- Given passage
--- --- ---

Life of fantasy
In Neil Gaiman’s passport case, on a scrap of paper beside his green card, are two verses of an unfinished work called "Pirate Stew."
"I assume it’s for kids," Gaiman said. "But it’s only two verses … and it just sits there, and every time I pull out my passport, I feel guilty that I haven’t done anything. One day I will pull out my passport, get on a plane and go, ‘Ya know, I don’t have anything to do now for the next seven hours. I’ll write ‘Pirate Stew.’"
It’s hard to imagine the British-born Gaiman with time to kill — he’s almost absurdly prolific. Last week his new novel, "The Ocean at the End of the Lane" (William Morrow, $25.99), arrived. A dark fairy tale about a bookish 7-year-old boy growing up in England with distracted parents and a neighbor who remembers the big bang, it’s the author’s first book for adults since his best-selling 2005 fantasy "Anansi Boys."
But that’s only because Gaiman, 52, has been working in umpteen other forms — in March the BBC broadcast a radio play based on his 1996 TV series "Neverwhere"; in May a "Doctor Who" episode he wrote aired in the U.K.; in September his children’s book "Fortunately, the Milk" is due; over the spring he wrote 12 short stories inspired by fan suggestions on Twitter as part of a project funded by BlackBerry. Gaiman is also writing the upcoming HBO series "American Gods," an adaptation of his mythological 2001 novel; and Ron Howard is adapting his 2008 award-winning children’s title "The Graveyard Book."

--- --- ---

- Source excerpt
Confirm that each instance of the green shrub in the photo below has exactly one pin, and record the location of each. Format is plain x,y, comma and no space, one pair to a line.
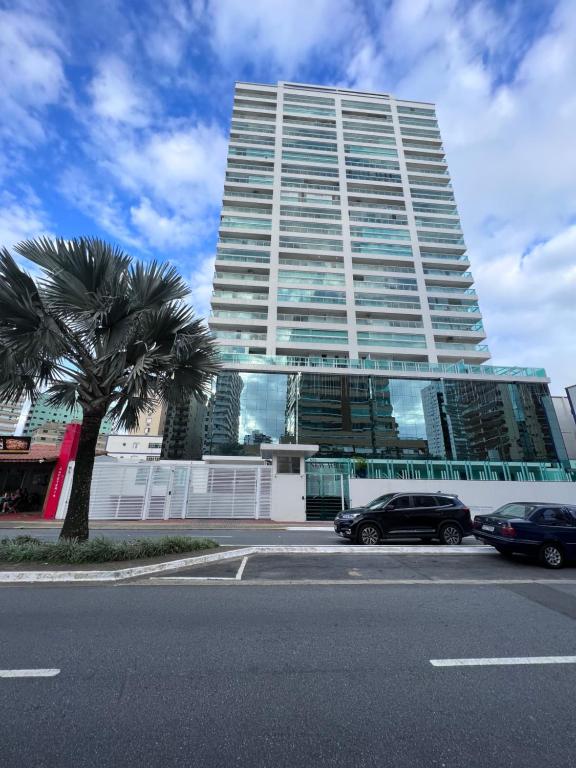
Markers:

--- --- ---

- Given problem
According to the article about Neil Gaiman, which new novel is his first book for adults since "Anansi Boys"?

- Output below
"The Ocean at the End of the Lane"